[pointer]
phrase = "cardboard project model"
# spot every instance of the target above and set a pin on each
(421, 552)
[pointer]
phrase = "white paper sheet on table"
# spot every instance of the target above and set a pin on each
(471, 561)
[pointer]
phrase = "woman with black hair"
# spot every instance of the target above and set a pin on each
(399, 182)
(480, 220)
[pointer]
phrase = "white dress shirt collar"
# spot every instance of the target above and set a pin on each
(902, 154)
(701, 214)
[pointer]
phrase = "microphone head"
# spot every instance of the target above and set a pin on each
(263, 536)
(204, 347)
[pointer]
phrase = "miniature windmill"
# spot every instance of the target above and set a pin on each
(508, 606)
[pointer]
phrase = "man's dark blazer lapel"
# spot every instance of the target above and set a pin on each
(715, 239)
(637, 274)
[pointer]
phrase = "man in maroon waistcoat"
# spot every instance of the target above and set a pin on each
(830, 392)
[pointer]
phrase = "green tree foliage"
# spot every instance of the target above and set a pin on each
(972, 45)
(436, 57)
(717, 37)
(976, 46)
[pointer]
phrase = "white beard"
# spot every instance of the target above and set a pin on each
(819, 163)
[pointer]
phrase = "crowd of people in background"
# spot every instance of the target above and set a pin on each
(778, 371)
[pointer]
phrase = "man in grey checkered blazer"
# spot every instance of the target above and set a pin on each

========

**Required task**
Rewrite all of the material with "set a pin on each" changed to "place a marker on each" wherever it occurs, leaving everything else unchanged.

**Output of the exercise**
[pointer]
phrase = "cardboard project model"
# spot every instance of the target above and place a marker on each
(421, 552)
[pointer]
phrase = "white paper sheet on table"
# spot every instance of the target above and place a marker on each
(471, 561)
[pointer]
phrase = "woman with black hair"
# spot every instance of the target above and place a marker on each
(399, 182)
(480, 220)
[pointer]
phrase = "white dress shirt collar"
# spot every instance of the target above and place a marker on each
(902, 154)
(701, 214)
[pointer]
phrase = "microphone head"
# spot every instance of the target above and place a marker on each
(263, 536)
(204, 347)
[pointer]
phrase = "miniature windmill"
# spot every instance of the target above and place a marker on each
(508, 606)
[pointer]
phrase = "man's dark blazer lapel"
# spot every instance of the target above and place a marker on each
(715, 239)
(637, 274)
[pointer]
phrase = "man in maroon waistcoat"
# spot every instance of the target above and place a marker on each
(830, 392)
[pointer]
phrase = "green tree foliage"
# spot every instance of the target above and place a marker on each
(972, 45)
(436, 57)
(717, 37)
(976, 46)
[pointer]
phrase = "white beard"
# spot every instance of the target above and place a marker on each
(819, 163)
[pointer]
phrase = "crowd of people in background"
# spot every instance of the target above and place a marker on each
(778, 371)
[pointer]
phrase = "man in grey checkered blazer"
# spot every instance of the target above and place a marker on each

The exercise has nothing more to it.